*** Opening of Excerpt to read ***

Tell your dental team what it is that you particularly dislike about dental treatment. If you think you know the reason, tell your dental team what may have caused your fear.
I am afraid of injections, what can I do?
Many people are scared of the local anaesthetic injection needed to numb the tooth. Again, be sure to tell the dental team that this is something that bothers you. There are anaesthetic gels that can be applied to the area of the gum before the injection. This gel numbs the gum so that you cannot feel the needle.
What is the best time of day to visit the dentist?
Book appointments at a time of day when you feel at your best, and when you do not have any other commitments to worry about. Allow plenty of time so that you can get to the practice in a relaxed frame of mind - arriving in a rush will only make you feel more nervous. It is usually best to have something to eat before you go, so there is no chance of you feeling faint while you are in the chair.
Can I go to sleep for treatment?
General anaesthetics are now only rarely available for routine treatment. If a general anaesthetic is needed, patients are referred to a hospital where the necessary safety equipment is available.
Can I ask the dental team to stop if I need to?
Before the treatment is started, agree with your dental team a sign that means ‘stop now - I need a break'. Usually you can just raise your hand, and the treatment can be stopped for a few minutes until you are ready to start again. Once you know that you can control the situation you will feel more confident.
Can I take a friend with me?

*** Close of Excerpt to read ***

## Your instructions
In the dental advice, what is usually the sign for asking the team to stop for a break? The rows below have no connection to the dental advice above.

*** Opening of Material supplied ***

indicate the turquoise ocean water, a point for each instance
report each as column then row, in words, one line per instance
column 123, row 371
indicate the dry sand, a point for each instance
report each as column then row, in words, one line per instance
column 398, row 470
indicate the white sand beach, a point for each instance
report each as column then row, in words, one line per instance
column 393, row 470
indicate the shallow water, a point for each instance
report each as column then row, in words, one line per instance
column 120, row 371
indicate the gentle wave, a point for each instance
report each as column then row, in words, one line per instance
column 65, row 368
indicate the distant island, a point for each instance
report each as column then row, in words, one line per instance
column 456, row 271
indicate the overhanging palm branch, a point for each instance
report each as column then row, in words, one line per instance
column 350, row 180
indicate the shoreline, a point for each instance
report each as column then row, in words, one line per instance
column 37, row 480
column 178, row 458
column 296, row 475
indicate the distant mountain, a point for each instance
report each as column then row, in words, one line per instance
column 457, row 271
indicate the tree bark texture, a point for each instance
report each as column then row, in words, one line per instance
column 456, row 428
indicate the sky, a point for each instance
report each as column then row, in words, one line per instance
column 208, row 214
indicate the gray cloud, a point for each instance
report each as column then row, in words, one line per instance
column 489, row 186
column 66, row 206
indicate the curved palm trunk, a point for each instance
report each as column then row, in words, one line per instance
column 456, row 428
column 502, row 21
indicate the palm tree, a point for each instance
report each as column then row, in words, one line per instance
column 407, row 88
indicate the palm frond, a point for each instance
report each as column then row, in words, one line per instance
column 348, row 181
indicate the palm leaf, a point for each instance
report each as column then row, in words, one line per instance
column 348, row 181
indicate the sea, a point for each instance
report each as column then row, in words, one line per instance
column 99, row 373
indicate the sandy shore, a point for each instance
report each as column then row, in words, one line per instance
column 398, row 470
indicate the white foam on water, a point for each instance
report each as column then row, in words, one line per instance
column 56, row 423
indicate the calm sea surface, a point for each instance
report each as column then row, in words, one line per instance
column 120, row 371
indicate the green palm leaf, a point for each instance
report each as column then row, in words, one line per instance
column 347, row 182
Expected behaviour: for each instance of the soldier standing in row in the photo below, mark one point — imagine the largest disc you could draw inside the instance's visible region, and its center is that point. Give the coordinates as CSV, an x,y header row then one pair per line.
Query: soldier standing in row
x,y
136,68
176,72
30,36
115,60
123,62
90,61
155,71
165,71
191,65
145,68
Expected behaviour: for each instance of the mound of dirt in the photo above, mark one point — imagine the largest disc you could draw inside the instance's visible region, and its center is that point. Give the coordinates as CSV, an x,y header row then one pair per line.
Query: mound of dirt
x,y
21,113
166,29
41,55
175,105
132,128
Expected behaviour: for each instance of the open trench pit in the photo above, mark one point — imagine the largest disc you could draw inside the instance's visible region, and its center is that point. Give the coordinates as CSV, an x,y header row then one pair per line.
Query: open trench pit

*** Close of Material supplied ***

## Solved exercise
Raising your hand.